(Entries for pointing and labeling)

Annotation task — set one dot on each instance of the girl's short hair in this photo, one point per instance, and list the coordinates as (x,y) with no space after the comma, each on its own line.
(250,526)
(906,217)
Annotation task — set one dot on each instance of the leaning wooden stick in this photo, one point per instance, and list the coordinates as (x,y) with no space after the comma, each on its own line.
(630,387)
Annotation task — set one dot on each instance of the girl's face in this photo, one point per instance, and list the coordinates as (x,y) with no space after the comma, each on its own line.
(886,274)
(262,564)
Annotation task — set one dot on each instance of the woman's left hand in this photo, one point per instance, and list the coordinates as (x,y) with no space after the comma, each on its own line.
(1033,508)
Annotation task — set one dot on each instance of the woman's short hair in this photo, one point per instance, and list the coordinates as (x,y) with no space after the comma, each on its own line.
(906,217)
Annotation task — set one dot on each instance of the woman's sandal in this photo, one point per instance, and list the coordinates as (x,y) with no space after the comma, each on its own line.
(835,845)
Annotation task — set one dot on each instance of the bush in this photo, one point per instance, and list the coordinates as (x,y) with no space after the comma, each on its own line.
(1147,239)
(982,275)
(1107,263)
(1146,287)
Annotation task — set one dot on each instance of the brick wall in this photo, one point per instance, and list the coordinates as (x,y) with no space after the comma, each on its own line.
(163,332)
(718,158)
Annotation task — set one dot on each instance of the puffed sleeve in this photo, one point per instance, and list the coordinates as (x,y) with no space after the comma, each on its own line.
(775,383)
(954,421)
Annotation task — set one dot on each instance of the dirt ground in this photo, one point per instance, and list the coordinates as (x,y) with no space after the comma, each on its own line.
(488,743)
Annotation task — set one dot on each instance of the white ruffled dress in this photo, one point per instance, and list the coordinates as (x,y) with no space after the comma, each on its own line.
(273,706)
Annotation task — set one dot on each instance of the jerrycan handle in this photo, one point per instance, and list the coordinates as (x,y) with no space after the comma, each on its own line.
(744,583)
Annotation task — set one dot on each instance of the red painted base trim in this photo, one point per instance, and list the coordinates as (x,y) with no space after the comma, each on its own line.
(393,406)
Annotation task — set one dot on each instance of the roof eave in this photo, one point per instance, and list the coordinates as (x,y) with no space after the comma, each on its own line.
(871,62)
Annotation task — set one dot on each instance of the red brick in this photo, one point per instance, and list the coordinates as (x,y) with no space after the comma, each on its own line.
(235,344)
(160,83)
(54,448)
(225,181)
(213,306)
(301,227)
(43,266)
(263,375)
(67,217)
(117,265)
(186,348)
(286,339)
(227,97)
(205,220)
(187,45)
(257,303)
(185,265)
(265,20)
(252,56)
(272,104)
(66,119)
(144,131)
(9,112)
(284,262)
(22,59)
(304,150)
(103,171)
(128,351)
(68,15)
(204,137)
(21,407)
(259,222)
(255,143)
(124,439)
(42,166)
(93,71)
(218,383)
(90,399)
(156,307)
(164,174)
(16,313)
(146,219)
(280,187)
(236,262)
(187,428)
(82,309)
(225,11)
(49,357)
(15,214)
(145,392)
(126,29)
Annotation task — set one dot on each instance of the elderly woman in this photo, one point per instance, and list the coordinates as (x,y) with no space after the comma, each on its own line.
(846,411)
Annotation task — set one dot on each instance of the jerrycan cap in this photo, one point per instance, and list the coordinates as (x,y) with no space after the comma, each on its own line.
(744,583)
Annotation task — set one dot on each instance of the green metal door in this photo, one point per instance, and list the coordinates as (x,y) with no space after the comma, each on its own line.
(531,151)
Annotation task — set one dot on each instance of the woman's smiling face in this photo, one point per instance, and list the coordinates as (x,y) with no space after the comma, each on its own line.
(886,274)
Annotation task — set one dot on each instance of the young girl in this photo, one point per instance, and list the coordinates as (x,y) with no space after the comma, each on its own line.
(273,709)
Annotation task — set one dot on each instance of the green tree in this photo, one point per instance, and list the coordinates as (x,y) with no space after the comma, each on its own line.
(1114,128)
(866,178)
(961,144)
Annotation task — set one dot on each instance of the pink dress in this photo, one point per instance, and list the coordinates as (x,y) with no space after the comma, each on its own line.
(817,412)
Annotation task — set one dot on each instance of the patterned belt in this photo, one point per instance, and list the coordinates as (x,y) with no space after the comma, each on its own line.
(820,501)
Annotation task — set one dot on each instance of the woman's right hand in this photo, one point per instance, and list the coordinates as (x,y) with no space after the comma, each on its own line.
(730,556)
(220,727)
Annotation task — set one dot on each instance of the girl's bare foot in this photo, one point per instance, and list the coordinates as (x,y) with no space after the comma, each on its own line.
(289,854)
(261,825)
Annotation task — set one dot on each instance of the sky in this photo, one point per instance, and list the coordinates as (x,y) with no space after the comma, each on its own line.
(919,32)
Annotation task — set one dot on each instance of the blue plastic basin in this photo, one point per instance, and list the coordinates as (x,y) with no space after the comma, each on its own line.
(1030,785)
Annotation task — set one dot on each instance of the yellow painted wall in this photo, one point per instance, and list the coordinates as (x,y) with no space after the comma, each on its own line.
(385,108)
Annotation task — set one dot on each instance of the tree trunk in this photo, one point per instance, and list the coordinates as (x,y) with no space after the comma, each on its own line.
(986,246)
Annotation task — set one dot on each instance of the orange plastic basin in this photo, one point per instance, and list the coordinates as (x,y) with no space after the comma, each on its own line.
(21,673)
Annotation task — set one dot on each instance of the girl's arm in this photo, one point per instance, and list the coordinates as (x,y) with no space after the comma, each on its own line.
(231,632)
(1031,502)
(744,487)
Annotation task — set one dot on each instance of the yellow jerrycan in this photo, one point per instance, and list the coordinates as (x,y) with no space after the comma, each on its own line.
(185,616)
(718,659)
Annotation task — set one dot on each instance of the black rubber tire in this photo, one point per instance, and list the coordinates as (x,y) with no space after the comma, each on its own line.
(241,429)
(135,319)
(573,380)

* GIVEN REQUEST:
Print every line of the material above once more, word for word, from the first line to the last.

* TASK ANSWER:
Annotation task — set one dot on each instance of the girl's short hair in this photo, one point per instance, and list the coordinates as (x,y) with no space after the comma, each on its own line.
(250,526)
(906,217)
Annotation task — set one dot on each instance of the leaning wooden stick in this photo, one point per instance, and list the coordinates as (x,y) with no space after the comma, each on its own line.
(630,387)
Annotation task — set one dot on each instance of the girl's face in this photo, one point per instance, and list the coordinates as (x,y) with no space after the comma, each on its own line.
(886,274)
(262,564)
Annotation task — set one dot on each instance of the woman's left hand in this photo, one point per instance, and list the coordinates as (x,y) with no space after the comma, each on its own line.
(1033,508)
Annotation task — set one dot on each instance of the woman's short hair in this photo, one point per instance, and list the coordinates as (x,y) with no space after the comma, each on its own line.
(906,217)
Annotation task — set one dot on each instance of the woman's sandal in this photo, one point per instance, and list the coordinates as (x,y) with no space after the comma, each on its own line.
(835,845)
Annotation task — set one dot on each instance of the bush in this photo, one point per instance, and list the coordinates as (x,y) with no space after the comma, each on its own line.
(1147,239)
(982,275)
(1107,263)
(1146,287)
Annotation task — set one dot on each instance of the brick wall in this photo, one point per instance, and list the coordinates as (x,y) with no space after the comma, each on its own line.
(163,332)
(718,158)
Annotation task — set one dot on each instance of the puffed sleeve in this photo, one point per instance, and list the coordinates as (x,y) with no space after the comma, each on its own line.
(775,383)
(954,421)
Annotation task — set one dot on each instance of the dirt ground in this photo, one point per instance, and list the coordinates as (x,y) with no space after the comma, each on its own line.
(488,743)
Annotation task — set one dot on each instance of the white ruffled dress in this photo, one point per instance, and list the coordinates as (x,y) with no space after the comma, each on its own line.
(273,706)
Annotation task — set one dot on each instance of the jerrycan handle in this photo, one point per instance, and list the coordinates as (x,y) with no space after the comma, each on its own line.
(744,583)
Annotation task — set one dot on each instance of the red painted base trim in this photo, one point per instance, and list the coordinates as (x,y) with no space after the comma, each on its own line.
(393,406)
Annotation task — set one dot on each instance of the roof eave in this photo, one point per instance, and list the coordinates as (x,y) with no space after the comma, each on its own line.
(871,62)
Annotation task — set one dot on each instance of the red brick in this photo, one point per instance, and list the coordinates as (x,y) with no space after the comma, each on its own line.
(235,344)
(160,83)
(54,448)
(225,181)
(213,306)
(301,227)
(43,266)
(263,375)
(67,217)
(117,265)
(186,348)
(286,339)
(227,97)
(205,220)
(187,45)
(257,303)
(185,265)
(265,20)
(252,56)
(272,104)
(66,119)
(144,131)
(9,112)
(284,262)
(22,59)
(304,150)
(103,171)
(128,351)
(68,15)
(204,137)
(21,407)
(259,222)
(255,143)
(124,439)
(42,166)
(93,71)
(218,383)
(90,399)
(156,307)
(164,174)
(16,313)
(146,219)
(280,187)
(236,262)
(187,428)
(82,309)
(225,11)
(49,357)
(15,214)
(145,392)
(126,29)
Annotation task — set one dot on each instance of the elderly woman in this photo, one point per instance, and list the coordinates as (x,y) with no space after the comma, each on its own line.
(846,411)
Annotation task — set one dot on each instance of the jerrycan cap in this photo, one point per instance, and list the coordinates as (x,y) with no space after the comma, each on its own line.
(744,583)
Annotation task — set one dot on each instance of the green metal door in this photo, one point per instance, and list the coordinates as (x,y) with no space after the comma, each on its own line.
(531,151)
Annotation task — set one dot on each instance of the woman's smiling face in this photo, one point per instance, and list the coordinates as (x,y) with no space after the comma, each on its own line.
(886,274)
Annotation task — set one dot on each instance of the young girl in this photo, one point per instance, and list the coordinates as (x,y) with no space after the comma, each on its own line.
(273,709)
Annotation task — set one dot on each instance of the green tree in this photo, one point per instance, and list the coordinates as (x,y) with no space after the comma, each on its own line.
(1114,128)
(866,178)
(961,144)
Annotation task — set one dot on each instance of the pink dress in this photo, one point per instance, and list the coordinates as (x,y) with no space after the comma, each on its own line.
(817,412)
Annotation task — set one dot on each instance of the patterned belt in this photo, one point per instance, and list the coordinates as (x,y) with no space after the comma, each on its own line.
(820,501)
Annotation task — set one dot on each instance of the woman's right hand in this photo, one point per instance, and list the coordinates as (x,y) with no space after the comma, each on its own line.
(730,556)
(220,727)
Annotation task — set one dot on each instance of the girl's bare foot in this photo, one point per instance, and list the coordinates as (x,y) with no space after the comma, each on its own line.
(289,854)
(261,825)
Annotation task — set one dot on each instance of the sky in this photo, one point per instance, and list the coordinates as (x,y) with no space after the comma, each on its own line.
(919,32)
Annotation task — set one dot on each instance of the blue plastic basin in this photo, one point per instance, and list the coordinates as (x,y) with no space after the comma, each on its own line.
(1030,785)
Annotation task — set one dot on each instance of the yellow painted wall in this photo, one point per instance, and list the coordinates as (x,y) with no space after the comma, each on its own line.
(385,108)
Annotation task — set one dot on each instance of the tree trunk in this photo, one point per instance, and list the coordinates as (x,y) with no space after the comma, each on its own line.
(986,246)
Annotation task — set one dot on each instance of the orange plastic basin in this photo, one point per instance, and list the coordinates as (x,y) with no space after the comma, each on its own line.
(21,673)
Annotation task — set one dot on each instance of the girl's arm in this photo, one point per instance, and list the coordinates as (x,y) with no space after the comma, each on its own line.
(231,632)
(1031,502)
(744,487)
Annotation task — set one dot on each instance of the yellow jerrycan in this photo, one point per instance, and list the coordinates as (x,y) with no space after the comma, each on its own line.
(185,616)
(718,659)
Annotation task — set one dot on each instance of the black rubber tire in this photo, one point per instance, and list the coordinates as (x,y) with no space after the comma, each on its own line.
(241,429)
(135,319)
(573,380)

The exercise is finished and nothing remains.